» **WHAT YOU HAVE TO DO**
From the entries that follow, pick out all lines holding "suit".

» **SOURCE RECORDS**

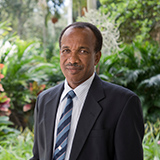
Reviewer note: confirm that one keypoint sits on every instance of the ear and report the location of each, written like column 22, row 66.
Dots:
column 97, row 57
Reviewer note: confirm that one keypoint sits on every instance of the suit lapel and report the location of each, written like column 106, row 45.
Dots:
column 89, row 115
column 50, row 116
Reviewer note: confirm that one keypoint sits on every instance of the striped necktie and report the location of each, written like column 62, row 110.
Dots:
column 63, row 128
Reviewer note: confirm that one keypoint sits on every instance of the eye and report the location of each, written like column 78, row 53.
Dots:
column 82, row 51
column 66, row 51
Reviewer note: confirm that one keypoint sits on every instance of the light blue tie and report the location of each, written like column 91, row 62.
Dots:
column 63, row 128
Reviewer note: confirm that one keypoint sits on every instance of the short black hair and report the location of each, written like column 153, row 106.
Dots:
column 94, row 29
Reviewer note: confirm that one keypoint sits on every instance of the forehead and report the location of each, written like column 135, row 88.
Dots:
column 74, row 34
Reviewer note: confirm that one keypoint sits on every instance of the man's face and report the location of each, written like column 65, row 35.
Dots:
column 77, row 55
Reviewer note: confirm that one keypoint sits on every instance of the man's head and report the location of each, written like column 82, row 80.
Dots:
column 80, row 45
column 95, row 30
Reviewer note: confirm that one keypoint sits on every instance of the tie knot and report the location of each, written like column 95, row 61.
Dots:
column 71, row 94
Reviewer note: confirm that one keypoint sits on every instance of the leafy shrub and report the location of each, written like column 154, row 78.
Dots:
column 17, row 146
column 137, row 67
column 151, row 141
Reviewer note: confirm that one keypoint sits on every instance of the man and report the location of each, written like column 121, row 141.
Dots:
column 106, row 123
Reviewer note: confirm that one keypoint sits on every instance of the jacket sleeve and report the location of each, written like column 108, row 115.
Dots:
column 129, row 132
column 35, row 146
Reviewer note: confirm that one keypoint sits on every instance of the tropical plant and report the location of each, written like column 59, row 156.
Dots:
column 151, row 141
column 4, row 100
column 137, row 68
column 17, row 146
column 137, row 18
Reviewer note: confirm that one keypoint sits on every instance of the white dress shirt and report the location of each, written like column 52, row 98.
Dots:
column 78, row 102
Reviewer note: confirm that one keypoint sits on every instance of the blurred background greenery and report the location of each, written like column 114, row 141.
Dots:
column 29, row 61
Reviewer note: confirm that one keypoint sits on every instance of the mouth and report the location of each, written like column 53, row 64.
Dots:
column 73, row 70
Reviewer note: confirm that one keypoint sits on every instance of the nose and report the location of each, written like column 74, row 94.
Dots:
column 73, row 58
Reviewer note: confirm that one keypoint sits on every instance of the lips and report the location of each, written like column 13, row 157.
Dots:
column 73, row 70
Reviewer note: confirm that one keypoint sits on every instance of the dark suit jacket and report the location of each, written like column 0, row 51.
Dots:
column 110, row 126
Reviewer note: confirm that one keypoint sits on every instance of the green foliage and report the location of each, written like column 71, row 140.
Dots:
column 137, row 68
column 151, row 141
column 17, row 146
column 136, row 17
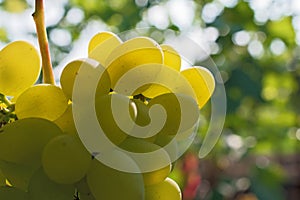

» **FINISHED TASK**
Reviewer note: confirm that one keypoint sits on every instance of the suit lapel and report the location of each, written like column 106, row 45.
Reviewer note: confirm that one keypoint sits on every instance of the dark suit jacket and report the location of each, written like column 0, row 51.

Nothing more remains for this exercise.